[STUDY QUESTIONS]
**1)** According to the kyphoplasty abstract, how many patients with multiple myeloma were in the treated cohort?
**2)** Carry on the abstract on kyphoplasty in multiple myeloma from its final sentence.
── TEXT SECTION
Kyphoplasty for Patients With Multiple Myeloma is a Safe Surgical Procedure: Results From a Large Patient Cohort

Franz-Xaver Huber; Nicholas McArthur; Michael Tanner; Bernd Gritzbach; Oliver Schoierer; Wolfram Rothfischer; Gerhard Krohmer; Erich Lessl; Martin Baier; Peter Jürgen Meeder; Christian Kasperk

Disclosures

Clin Lymphoma Myeloma. 2009;9(5):375-380. 

In This Article

Abstract and Introduction

Abstract

Introduction: Only in recent years has balloon kyphoplasty gained significance in the treatment of vertebral fractures as an adequate minimally invasive vertebral stabilization technique. Kyphoplasty has also increasingly been used to treat vertebral osteolyses caused by multiple myeloma (MM).
Patients and Methods: In our cohort of 76 patients with MM with a total of 190 vertebral fractures treated with kyphoplasty, we performed a 30-day postoperative analysis of cement leakage, neurologic symptoms, pulmonary embolism, and infections.
Results: Painful osteolytic or fractured vertebrae or even imminent vertebral instability caused by osteolyses were seen as indications for kyphoplasty. One case of pulmonary embolism was observed because of cement leakage as the only postoperative complication.
Conclusion: By careful interdisciplinary indication setting and a standardized treatment model, kyphoplasty presents a very safe and effective procedure for the treatment of vertebral osteolyses and fractures caused by MM.
────
── PROVIDED DATA
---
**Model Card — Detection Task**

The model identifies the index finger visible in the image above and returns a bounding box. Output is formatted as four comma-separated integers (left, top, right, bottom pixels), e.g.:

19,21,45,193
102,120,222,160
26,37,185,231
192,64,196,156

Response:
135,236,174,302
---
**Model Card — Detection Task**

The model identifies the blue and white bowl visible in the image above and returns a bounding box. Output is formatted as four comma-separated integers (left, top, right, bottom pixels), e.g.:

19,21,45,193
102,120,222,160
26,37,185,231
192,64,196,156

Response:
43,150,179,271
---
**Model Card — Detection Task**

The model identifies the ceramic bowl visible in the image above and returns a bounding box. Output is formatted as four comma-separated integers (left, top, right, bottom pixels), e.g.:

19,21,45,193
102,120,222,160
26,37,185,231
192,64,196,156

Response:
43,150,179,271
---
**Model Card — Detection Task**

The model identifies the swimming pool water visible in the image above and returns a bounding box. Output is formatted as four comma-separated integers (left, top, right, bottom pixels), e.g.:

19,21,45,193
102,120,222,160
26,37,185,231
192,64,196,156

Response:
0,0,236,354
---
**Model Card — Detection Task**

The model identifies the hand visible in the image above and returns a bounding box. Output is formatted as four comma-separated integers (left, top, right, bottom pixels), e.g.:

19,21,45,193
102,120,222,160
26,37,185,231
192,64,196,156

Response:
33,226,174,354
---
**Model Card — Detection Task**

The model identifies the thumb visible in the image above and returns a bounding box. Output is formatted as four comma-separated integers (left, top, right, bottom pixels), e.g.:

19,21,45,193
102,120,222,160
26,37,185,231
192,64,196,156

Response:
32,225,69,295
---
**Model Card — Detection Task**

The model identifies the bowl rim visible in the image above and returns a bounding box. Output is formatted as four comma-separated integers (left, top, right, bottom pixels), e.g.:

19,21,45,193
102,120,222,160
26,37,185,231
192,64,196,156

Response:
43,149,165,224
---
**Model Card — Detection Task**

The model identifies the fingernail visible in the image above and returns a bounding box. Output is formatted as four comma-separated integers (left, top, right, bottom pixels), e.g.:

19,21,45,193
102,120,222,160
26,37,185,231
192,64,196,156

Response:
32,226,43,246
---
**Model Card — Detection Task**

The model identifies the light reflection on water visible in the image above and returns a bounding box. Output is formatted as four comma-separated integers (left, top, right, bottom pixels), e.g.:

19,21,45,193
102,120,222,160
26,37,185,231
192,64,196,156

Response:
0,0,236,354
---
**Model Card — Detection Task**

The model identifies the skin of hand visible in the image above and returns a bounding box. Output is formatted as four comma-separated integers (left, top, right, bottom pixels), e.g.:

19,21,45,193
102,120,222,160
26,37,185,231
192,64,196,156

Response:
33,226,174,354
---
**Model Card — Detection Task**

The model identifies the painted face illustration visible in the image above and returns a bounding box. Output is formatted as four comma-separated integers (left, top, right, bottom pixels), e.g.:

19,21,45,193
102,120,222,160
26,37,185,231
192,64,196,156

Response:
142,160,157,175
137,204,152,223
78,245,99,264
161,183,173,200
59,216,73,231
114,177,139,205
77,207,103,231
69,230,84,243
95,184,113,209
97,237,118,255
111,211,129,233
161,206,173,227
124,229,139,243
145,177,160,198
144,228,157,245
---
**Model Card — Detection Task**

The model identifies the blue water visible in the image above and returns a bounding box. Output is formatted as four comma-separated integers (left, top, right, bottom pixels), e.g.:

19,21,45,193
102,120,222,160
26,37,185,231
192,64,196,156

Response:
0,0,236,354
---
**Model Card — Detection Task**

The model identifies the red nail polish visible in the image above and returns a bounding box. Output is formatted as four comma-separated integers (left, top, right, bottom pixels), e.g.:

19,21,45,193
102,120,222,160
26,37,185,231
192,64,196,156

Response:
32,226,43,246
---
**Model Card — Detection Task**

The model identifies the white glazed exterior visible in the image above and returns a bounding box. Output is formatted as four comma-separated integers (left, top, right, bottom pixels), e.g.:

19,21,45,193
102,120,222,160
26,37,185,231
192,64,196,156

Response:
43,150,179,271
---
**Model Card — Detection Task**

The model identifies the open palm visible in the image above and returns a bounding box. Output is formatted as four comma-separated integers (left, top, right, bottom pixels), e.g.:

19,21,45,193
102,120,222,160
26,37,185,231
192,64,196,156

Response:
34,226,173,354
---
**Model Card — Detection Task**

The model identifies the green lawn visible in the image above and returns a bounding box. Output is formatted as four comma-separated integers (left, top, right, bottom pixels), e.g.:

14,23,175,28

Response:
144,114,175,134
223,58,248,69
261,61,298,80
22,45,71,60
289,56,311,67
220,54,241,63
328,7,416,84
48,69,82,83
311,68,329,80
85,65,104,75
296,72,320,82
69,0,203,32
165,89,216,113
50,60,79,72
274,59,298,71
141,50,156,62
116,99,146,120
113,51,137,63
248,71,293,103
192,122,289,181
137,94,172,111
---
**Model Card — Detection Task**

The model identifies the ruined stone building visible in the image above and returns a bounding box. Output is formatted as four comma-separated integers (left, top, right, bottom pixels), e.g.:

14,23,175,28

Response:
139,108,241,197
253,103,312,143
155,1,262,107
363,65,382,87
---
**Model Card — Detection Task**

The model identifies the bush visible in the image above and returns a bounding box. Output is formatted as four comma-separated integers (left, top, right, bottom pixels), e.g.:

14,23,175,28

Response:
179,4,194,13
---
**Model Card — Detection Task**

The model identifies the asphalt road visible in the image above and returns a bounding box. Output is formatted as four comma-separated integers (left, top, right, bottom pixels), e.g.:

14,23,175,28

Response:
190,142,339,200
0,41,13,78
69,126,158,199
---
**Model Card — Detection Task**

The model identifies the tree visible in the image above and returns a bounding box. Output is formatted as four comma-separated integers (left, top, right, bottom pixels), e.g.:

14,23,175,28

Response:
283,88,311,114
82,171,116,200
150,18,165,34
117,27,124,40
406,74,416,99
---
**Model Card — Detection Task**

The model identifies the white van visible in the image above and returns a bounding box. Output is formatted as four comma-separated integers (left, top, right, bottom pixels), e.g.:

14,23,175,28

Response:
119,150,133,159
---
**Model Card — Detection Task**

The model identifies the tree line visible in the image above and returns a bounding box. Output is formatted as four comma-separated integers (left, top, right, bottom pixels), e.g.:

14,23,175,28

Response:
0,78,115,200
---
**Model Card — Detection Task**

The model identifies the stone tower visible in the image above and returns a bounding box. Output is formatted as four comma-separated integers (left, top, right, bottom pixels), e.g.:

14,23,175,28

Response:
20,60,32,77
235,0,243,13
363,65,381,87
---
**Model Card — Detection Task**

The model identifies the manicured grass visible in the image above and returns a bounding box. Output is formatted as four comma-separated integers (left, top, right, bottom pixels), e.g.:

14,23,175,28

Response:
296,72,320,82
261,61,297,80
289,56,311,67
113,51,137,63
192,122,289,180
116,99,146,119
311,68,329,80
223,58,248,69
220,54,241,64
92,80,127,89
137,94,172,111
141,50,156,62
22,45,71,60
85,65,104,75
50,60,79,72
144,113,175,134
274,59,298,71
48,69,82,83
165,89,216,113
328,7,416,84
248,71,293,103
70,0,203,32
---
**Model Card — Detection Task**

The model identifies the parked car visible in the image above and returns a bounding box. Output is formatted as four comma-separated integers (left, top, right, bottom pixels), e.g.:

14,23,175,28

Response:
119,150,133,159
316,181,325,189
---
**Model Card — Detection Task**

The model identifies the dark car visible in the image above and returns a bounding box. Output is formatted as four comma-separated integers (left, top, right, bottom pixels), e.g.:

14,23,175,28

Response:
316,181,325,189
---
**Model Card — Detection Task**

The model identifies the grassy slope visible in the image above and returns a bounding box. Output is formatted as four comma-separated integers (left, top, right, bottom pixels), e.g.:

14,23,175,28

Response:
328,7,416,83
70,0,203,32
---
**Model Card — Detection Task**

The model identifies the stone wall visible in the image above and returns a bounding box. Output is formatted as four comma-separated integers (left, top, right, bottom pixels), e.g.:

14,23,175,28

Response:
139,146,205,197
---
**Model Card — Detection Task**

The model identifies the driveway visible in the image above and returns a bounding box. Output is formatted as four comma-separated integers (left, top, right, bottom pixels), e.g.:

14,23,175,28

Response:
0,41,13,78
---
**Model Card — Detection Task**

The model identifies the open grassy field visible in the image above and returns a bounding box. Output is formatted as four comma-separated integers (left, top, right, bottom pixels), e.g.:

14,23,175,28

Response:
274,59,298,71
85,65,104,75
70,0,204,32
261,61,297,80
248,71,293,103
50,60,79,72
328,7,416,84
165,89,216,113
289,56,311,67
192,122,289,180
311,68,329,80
────
[TASK RESPONSES]
**1)** 76 patients

**2)**
Introduction

Balloon kyphoplasty has been only recently considered an established operative procedure in the treatment of vertebral fractures. The first successful application of a similar procedure, ie, vertebroplasty was published in France by Deramond et al in 1987 in a patient who suffered a vertebral fracture from osteolysis caused by multiple myeloma (MM).[1,2] In contrast to vertebroplasty, kyphoplasty restores vertebral body height and spinal alignment in the sagittal plane by first creating a void in the fractured vertebra with the help of an inflatable balloon and then filling this void with an injection of poly(methylmethacrylate) (PMMA) or absorbable calcium phosphate.[3,4,5,6,7,8,9] The aim of balloon kyphoplasty in patients with MM is pain relief and stabilization of fractured and osteolytic vertebrae.[3,5,6,7,9]

Cement leakage through the vertebral body boundaries is the most frequently described complication of kyphoplasty and is rarely related to clinical manifestations.[10] Nevertheless, such manifestations include paraplegia and pulmonary embolism.[11,12] Other complications include local or systemic reactions to the cement.[13]

In our cohort of 76 patients treated with a total of 190 kyphoplasties, we performed a 30-day postoperative analysis of cement leakage, neurologic symptoms, allergic reactions, pulmonary embolism, and infections. Patient characteristics are presented in Table 1. Our indication setting for kyphoplasty was applied to painful osteolytic or fractured vertebrae or even imminent vertebral instability caused by osteolyses of MM.